Exercise
Retyping the entries exactly is all that is required.

= Beginning of Section =

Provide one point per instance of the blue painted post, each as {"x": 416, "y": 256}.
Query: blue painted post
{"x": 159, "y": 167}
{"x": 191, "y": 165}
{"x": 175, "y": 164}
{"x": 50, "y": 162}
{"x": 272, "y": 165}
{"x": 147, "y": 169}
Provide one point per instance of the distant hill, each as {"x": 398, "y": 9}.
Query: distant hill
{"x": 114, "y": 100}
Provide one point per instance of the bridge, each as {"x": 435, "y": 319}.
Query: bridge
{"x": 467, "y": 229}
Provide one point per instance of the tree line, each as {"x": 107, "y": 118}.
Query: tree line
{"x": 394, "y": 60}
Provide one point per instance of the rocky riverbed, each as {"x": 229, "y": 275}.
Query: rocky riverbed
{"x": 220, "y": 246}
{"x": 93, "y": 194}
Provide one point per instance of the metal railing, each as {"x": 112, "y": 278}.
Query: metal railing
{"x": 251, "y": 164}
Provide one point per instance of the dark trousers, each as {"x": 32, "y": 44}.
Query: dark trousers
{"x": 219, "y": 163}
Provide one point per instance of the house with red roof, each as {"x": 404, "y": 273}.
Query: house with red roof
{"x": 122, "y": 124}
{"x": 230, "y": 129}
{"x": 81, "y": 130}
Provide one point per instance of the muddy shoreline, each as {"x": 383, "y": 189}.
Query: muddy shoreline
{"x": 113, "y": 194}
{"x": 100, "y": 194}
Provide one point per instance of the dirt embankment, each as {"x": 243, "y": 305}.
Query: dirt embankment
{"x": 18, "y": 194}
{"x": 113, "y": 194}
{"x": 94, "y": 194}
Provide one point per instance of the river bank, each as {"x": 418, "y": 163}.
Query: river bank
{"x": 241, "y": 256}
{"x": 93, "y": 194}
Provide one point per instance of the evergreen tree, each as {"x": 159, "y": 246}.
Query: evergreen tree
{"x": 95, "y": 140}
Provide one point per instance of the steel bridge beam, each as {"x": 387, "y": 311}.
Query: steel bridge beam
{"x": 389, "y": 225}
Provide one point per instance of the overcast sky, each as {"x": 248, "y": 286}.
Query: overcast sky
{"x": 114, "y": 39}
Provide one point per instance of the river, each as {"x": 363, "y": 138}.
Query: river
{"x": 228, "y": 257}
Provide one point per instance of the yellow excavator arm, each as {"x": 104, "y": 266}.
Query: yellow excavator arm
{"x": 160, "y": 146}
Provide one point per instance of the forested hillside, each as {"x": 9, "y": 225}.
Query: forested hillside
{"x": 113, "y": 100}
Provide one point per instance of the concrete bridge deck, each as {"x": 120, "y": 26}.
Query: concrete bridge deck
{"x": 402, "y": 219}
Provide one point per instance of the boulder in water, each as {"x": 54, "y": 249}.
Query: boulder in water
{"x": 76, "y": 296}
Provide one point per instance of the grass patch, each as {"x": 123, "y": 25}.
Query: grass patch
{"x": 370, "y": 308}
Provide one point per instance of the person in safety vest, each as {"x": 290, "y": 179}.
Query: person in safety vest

= End of Section =

Exercise solution
Provide one point per instance of the blue painted post, each as {"x": 416, "y": 256}.
Query: blue painted post
{"x": 159, "y": 167}
{"x": 191, "y": 165}
{"x": 175, "y": 164}
{"x": 50, "y": 162}
{"x": 272, "y": 165}
{"x": 147, "y": 169}
Provide one point per instance of the distant hill, each as {"x": 398, "y": 9}.
Query: distant hill
{"x": 114, "y": 100}
Provide one point per instance of the bridge, each as {"x": 435, "y": 319}.
Query: bridge
{"x": 467, "y": 229}
Provide one point per instance of the tree line, each as {"x": 107, "y": 118}.
Query: tree line
{"x": 394, "y": 60}
Provide one point per instance of the rocky riverbed, each as {"x": 229, "y": 275}.
Query: rocky riverbed
{"x": 220, "y": 246}
{"x": 93, "y": 194}
Provide one point per instance of the metal railing, each as {"x": 112, "y": 278}.
Query: metal railing
{"x": 251, "y": 164}
Provide one point per instance of the dark trousers, each as {"x": 32, "y": 44}.
Query: dark trousers
{"x": 219, "y": 163}
Provide one point per instance of the house with red roof, each as {"x": 404, "y": 273}.
Query: house with red roof
{"x": 122, "y": 124}
{"x": 230, "y": 129}
{"x": 81, "y": 130}
Provide one point per instance of the muddy shoreline, each as {"x": 383, "y": 189}.
Query: muddy shoreline
{"x": 113, "y": 194}
{"x": 100, "y": 194}
Provide one point per instance of the dirt embankment, each as {"x": 243, "y": 305}.
Query: dirt embankment
{"x": 18, "y": 194}
{"x": 113, "y": 194}
{"x": 94, "y": 194}
Provide one point per instance of the river bank, each as {"x": 418, "y": 163}.
Query: river bank
{"x": 241, "y": 256}
{"x": 93, "y": 194}
Provide one point per instance of the evergreen tree, each as {"x": 159, "y": 246}.
Query: evergreen tree
{"x": 95, "y": 140}
Provide one point per instance of the steel bridge beam, each as {"x": 387, "y": 311}.
Query: steel bridge beam
{"x": 389, "y": 225}
Provide one point per instance of the overcast sky, each as {"x": 248, "y": 286}.
Query: overcast sky
{"x": 114, "y": 39}
Provide one point per instance of the river, each as {"x": 363, "y": 138}.
Query: river
{"x": 228, "y": 257}
Provide one point per instance of the yellow excavator arm, each as {"x": 104, "y": 266}.
Query: yellow excavator arm
{"x": 160, "y": 146}
Provide one point per instance of the forested hillside, each as {"x": 9, "y": 225}.
Query: forested hillside
{"x": 113, "y": 100}
Provide one point per instance of the concrete bridge deck, each as {"x": 120, "y": 26}.
Query: concrete bridge deck
{"x": 402, "y": 219}
Provide one point per instance of the boulder in water, each as {"x": 54, "y": 249}.
Query: boulder in water
{"x": 76, "y": 296}
Provide one point per instance of the grass patch, each as {"x": 123, "y": 25}.
Query: grass patch
{"x": 370, "y": 308}
Provide one point per instance of the person in safety vest, each as {"x": 290, "y": 179}.
Query: person in safety vest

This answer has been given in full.